▶ **Exercise requirements**
Below is a set of records. Repeat all of them exactly.

[start]

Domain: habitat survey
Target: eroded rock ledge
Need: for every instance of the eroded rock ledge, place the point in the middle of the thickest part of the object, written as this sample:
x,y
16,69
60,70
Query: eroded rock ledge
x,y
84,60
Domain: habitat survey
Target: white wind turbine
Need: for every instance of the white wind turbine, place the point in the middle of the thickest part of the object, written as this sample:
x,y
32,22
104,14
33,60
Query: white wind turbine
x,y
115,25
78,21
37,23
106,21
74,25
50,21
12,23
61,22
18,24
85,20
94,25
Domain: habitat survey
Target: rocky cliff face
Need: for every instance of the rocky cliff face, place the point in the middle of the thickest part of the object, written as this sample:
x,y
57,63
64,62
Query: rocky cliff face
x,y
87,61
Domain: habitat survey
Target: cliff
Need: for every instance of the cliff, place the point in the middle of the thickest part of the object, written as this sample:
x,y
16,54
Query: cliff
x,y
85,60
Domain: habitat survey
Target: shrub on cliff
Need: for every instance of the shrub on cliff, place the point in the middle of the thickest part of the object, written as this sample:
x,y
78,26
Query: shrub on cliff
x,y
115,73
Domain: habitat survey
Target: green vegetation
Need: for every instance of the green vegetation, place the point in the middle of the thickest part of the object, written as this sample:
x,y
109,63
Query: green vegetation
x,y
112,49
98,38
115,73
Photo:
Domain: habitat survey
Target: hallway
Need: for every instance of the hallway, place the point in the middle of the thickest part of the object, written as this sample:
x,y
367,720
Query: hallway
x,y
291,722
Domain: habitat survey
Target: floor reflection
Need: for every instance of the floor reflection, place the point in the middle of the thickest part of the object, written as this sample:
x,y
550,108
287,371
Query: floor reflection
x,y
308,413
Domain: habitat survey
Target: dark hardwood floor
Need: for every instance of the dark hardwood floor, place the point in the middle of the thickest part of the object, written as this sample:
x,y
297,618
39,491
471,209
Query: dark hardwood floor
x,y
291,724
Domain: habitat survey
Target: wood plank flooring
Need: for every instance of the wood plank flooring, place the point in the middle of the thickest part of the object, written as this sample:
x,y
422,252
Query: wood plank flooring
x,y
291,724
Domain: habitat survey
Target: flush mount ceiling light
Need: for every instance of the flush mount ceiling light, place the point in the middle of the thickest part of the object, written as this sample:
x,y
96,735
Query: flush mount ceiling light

[end]

▶ **Task result**
Domain: habitat survey
Target: eroded rock ledge
Need: for every instance of the eroded rock ledge, place the point in the middle of the thickest part of the object, written as this sample:
x,y
16,69
60,70
Query: eroded rock ledge
x,y
84,60
Domain: habitat survey
Target: white wind turbine
Need: for every instance of the white wind turbine, place the point in the middle of the thickest part of the object, written as this sample:
x,y
32,22
104,14
33,60
Query: white wind turbine
x,y
115,25
78,21
37,23
106,21
74,25
50,21
12,23
61,22
18,24
85,20
94,25
Domain: habitat survey
Target: rocky cliff face
Need: for every instance of the rocky cliff face, place the point in the middle of the thickest part of the object, written as this sample:
x,y
57,63
64,62
Query: rocky cliff face
x,y
87,61
Domain: habitat survey
Target: cliff
Need: for every instance of the cliff, place the point in the middle of the thickest part of the object, written as this sample:
x,y
16,54
Query: cliff
x,y
85,60
Domain: habitat survey
Target: shrub on cliff
Need: for every instance of the shrub on cliff, place the point in the middle of the thickest part of the object, written as this sample:
x,y
78,26
Query: shrub on cliff
x,y
115,73
Domain: habitat survey
Target: green vegetation
Need: for every instance of the green vegetation, place the point in the middle of the thickest part of the object, written as this sample:
x,y
109,63
Query: green vegetation
x,y
112,49
98,38
115,73
Photo:
Domain: habitat survey
Target: hallway
Need: for every instance of the hallway, place the point in the middle of the thickest part of the object, written as this sample:
x,y
367,720
Query: hallway
x,y
291,722
Domain: habitat survey
Target: floor reflection
Need: for every instance of the floor reflection, place the point in the middle of the thickest part of the object, written as this sample:
x,y
550,108
287,371
Query: floor reflection
x,y
308,413
Domain: habitat survey
Target: dark hardwood floor
Need: for every instance of the dark hardwood floor, place the point in the middle of the thickest part of the object, written as this sample:
x,y
297,618
39,491
471,209
Query: dark hardwood floor
x,y
291,724
Domain: habitat survey
Target: wood plank flooring
Need: for every instance of the wood plank flooring, place the point in the middle of the thickest part of the object, written as this sample:
x,y
422,252
Query: wood plank flooring
x,y
291,724
Domain: habitat survey
Target: flush mount ceiling light
Need: for every instance of the flush mount ceiling light, place the point in the middle of the thickest part of the object, written as this sample:
x,y
96,735
Query: flush mount ceiling light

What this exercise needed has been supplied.